What is needed
Please retype all the records below exactly as they read.

**********

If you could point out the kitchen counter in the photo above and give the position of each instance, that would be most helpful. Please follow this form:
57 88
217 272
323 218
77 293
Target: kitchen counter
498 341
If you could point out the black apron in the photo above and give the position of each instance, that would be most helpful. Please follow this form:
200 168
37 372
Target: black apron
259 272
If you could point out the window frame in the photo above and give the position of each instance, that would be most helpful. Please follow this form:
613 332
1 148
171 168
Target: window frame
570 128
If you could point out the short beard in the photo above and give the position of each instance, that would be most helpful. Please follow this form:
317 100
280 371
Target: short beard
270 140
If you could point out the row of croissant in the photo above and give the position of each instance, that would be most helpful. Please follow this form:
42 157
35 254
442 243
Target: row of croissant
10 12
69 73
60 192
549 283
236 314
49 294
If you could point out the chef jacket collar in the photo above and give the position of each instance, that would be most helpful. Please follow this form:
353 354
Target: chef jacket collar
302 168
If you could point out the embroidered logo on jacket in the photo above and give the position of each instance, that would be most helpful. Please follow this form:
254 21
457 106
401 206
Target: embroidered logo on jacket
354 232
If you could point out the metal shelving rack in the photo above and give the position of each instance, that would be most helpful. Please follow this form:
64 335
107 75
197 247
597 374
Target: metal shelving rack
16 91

**********

Task answer
If you could point out the kitchen counter in the photo above and give the position of each instance, that would be most helpful. Please follow this form:
57 88
217 272
323 218
77 293
Target: kitchen counter
498 341
If you could point out the black apron in the photo above and give the position of each instance, that would be most helpful. Please follow this form:
200 168
37 372
Target: black apron
259 272
If you could point out the window frame in the photo above and give the position of each instance, that would be most helpful. Please follow this form:
613 332
1 148
171 168
Target: window frame
570 128
If you could point out the short beard in the photo above and give the position of each instance, that would be most helpful. Please follow this form:
317 100
280 371
Target: short beard
270 140
If you could point out the row of croissant in the photo above and give the position of each instance, that would be most helpful. Please follow this form:
42 157
35 254
442 243
Target: row of croissant
10 12
69 73
60 192
549 283
236 314
49 294
If you could point out the chef jacket collar in the photo above and give the position of each instance, that would be most helpful. Please follow this form:
353 354
Target: chef jacket collar
302 168
If you could point out the embroidered logo on jacket in the photo above and give the position of each instance, that would be most helpful. Please follow this form:
254 21
457 106
401 206
Target: embroidered logo on jacket
354 232
If you could point out the metal shelving rack in the photo above and give the position of each instance, that would be most helpful. Please follow this form:
64 335
107 75
197 247
597 374
Target: metal shelving rack
16 91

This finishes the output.